◆ Objective: Extract each line of the entries below that contains the word "license".

(Point annotation records)
------------------------

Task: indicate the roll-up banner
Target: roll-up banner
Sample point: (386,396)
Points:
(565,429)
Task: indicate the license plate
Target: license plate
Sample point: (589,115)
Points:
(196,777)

------------------------

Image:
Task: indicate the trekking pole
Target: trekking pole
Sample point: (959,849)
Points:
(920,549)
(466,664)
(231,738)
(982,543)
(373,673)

------------------------

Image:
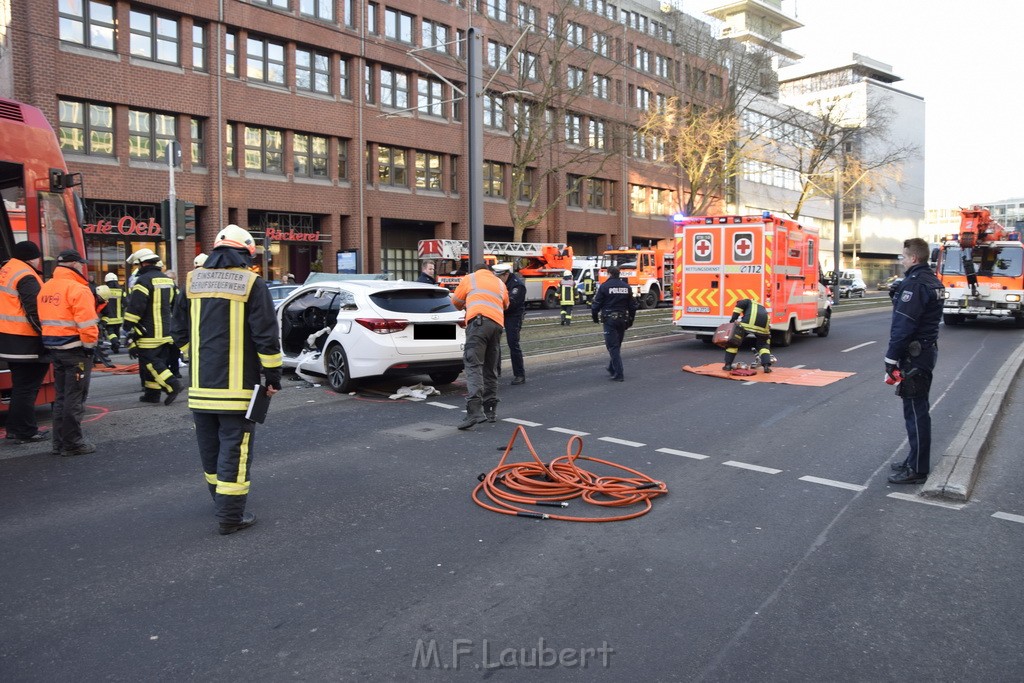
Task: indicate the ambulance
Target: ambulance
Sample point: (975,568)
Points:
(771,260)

------------------------

◆ Reply:
Task: indicate the license plate
Target: license plate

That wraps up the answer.